I see the exact opposite - any open source model is going to become prohibitivel...

wraptile · on Dec 28, 2023

Exactly this. I work at a small web scraping company (so I might be a bit bias) and any small business can collect a fair, capable datasets of public data for model training, sentiment analysis or whatever today. If public data is stopped by copyright as this lawsuit implies that would just mean only giant corporations and pirates would be able to afford this.

This would be a huge blow to open-source and research developers and I'd even argue it could help openAI to get a bit of a moat ala regulatory capture.

pas · on Dec 28, 2023

research is fair use, also providing something amazing like Wikipedia is arguably educational (again fair use), reselling NYT articles on-demand via an API is by itself neither, so likely not free use

wraptile · on Jan 2, 2024

Fair use is irrelevant here as no small business would ever risk court dragging even though they are in the right. Especially since breaking ToS and "business damage" are easiest attachments to any lawsuit related to digital space.

========================================

*Work instruction*. Copy out the part of the forum thread about copyright and model training from "This would be" to "ala regulatory capture.".

========================================

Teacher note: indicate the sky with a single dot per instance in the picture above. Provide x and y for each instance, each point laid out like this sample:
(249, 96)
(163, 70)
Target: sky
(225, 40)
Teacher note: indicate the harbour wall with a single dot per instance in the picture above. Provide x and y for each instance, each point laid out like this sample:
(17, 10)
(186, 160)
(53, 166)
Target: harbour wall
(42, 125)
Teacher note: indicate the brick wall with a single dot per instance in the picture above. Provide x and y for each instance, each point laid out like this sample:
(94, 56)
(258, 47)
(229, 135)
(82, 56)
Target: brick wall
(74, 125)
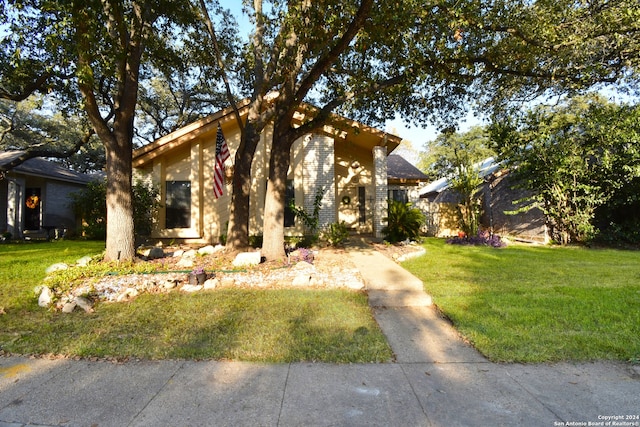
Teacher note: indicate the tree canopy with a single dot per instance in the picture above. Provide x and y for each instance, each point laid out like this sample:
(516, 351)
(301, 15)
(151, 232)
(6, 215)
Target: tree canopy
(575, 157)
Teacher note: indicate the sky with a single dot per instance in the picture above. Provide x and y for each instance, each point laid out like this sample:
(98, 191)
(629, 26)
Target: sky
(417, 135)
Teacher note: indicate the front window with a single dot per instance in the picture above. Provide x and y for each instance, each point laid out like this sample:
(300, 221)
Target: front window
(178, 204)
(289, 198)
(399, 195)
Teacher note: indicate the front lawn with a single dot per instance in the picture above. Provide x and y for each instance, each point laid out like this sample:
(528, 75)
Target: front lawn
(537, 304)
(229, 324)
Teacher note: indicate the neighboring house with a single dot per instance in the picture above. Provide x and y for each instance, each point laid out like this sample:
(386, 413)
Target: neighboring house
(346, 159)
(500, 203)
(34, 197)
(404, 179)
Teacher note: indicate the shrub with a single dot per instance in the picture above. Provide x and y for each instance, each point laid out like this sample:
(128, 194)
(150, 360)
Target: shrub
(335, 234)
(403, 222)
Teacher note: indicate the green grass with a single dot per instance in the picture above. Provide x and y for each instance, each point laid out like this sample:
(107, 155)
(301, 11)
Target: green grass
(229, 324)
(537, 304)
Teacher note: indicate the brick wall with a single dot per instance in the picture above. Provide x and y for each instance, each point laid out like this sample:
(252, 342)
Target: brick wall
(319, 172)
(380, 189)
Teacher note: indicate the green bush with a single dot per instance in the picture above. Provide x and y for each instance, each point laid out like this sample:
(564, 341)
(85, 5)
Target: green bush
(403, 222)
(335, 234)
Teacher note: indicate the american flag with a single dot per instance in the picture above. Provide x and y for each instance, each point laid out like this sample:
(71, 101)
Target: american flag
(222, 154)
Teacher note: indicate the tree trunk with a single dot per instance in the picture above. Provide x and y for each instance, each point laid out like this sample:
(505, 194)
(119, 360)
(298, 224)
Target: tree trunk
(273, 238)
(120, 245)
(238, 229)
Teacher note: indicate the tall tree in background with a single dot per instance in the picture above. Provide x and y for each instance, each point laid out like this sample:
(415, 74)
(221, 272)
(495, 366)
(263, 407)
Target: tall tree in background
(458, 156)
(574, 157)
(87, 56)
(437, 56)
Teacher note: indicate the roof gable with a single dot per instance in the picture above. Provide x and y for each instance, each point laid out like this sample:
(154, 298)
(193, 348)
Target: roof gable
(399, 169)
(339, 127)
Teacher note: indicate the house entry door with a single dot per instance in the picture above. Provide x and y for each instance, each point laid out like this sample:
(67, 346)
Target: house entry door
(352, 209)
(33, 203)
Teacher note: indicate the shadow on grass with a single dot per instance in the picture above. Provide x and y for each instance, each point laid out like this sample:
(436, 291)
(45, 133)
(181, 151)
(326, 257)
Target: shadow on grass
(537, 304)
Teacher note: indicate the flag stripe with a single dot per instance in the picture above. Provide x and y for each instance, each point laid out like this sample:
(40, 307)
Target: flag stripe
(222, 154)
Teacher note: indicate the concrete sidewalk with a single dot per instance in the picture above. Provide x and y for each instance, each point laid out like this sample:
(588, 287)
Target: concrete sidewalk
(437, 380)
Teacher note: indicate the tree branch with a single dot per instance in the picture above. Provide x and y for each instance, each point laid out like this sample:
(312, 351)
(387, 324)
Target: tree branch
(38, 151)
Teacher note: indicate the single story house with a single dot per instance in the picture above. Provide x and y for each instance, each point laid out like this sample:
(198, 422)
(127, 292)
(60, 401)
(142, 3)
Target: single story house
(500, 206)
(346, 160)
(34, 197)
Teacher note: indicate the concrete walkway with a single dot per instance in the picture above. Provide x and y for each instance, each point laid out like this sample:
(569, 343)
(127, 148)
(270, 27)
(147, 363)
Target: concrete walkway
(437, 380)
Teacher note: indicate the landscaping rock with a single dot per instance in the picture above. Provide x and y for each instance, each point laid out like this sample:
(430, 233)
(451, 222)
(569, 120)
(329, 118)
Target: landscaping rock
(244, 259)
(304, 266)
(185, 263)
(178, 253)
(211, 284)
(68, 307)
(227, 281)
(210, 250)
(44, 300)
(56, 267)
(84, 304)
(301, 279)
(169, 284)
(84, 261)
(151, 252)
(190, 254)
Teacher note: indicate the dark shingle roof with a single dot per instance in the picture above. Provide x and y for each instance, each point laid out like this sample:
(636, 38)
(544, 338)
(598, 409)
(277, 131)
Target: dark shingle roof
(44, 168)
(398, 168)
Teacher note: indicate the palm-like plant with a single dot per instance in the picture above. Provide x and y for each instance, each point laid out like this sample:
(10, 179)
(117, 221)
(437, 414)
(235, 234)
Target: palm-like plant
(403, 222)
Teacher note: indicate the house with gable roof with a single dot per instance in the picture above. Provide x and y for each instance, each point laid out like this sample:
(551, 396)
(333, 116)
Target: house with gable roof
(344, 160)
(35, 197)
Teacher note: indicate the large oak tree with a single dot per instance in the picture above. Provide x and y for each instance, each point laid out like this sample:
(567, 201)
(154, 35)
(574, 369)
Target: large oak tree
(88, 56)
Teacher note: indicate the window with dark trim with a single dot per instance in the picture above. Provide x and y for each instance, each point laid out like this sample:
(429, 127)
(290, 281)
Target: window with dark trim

========================================

*Exercise result*.
This would be a huge blow to open-source and research developers and I'd even argue it could help openAI to get a bit of a moat ala regulatory capture.